Format everything in the listing from the line containing "Can you see the shirt" down through the line containing "Can you see the white" as a JSON list of strings, one string per line and no blank lines.

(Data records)
= = =

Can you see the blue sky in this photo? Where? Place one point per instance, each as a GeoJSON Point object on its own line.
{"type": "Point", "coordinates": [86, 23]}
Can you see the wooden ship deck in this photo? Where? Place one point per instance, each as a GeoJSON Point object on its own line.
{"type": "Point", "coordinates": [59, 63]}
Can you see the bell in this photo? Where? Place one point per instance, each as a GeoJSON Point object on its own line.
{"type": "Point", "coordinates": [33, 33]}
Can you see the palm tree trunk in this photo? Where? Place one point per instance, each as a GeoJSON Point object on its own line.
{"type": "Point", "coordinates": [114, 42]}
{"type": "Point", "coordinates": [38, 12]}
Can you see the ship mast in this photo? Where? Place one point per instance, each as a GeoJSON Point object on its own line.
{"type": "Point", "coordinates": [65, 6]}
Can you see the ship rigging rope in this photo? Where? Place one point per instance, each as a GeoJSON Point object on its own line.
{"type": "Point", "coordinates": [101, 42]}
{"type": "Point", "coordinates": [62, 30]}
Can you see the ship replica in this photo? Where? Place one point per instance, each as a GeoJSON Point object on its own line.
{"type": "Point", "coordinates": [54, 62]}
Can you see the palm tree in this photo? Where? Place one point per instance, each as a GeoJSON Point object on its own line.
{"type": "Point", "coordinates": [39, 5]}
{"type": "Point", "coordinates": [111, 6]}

= = =

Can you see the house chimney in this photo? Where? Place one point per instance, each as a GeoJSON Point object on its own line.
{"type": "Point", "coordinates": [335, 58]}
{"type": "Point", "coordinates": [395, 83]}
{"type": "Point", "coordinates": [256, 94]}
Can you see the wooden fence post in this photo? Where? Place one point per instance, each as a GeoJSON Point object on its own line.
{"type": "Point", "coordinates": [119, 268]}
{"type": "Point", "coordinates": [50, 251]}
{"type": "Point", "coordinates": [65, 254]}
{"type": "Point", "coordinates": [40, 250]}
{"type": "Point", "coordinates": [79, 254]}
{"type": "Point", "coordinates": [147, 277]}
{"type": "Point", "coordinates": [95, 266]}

= = =

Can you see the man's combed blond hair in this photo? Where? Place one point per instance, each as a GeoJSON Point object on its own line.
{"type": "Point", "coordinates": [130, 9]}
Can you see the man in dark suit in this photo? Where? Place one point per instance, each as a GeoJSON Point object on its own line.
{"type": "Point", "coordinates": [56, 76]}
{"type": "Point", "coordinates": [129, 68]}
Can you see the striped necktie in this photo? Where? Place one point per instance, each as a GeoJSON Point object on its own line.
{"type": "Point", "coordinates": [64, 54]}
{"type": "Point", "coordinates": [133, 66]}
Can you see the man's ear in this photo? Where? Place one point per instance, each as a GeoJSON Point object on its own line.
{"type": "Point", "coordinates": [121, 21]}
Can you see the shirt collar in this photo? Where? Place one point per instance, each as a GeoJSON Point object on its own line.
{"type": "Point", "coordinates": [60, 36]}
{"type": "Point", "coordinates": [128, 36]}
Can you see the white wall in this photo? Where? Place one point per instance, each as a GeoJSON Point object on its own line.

= = =

## Reply
[
  "Can you see the shirt collar in this photo? Where? Place one point per instance, each as a GeoJSON Point object on its own line.",
  "{\"type\": \"Point\", \"coordinates\": [60, 36]}",
  "{\"type\": \"Point\", \"coordinates\": [128, 36]}",
  "Can you see the white wall in this photo? Where? Place one point per instance, each as a GeoJSON Point object on its own line."
]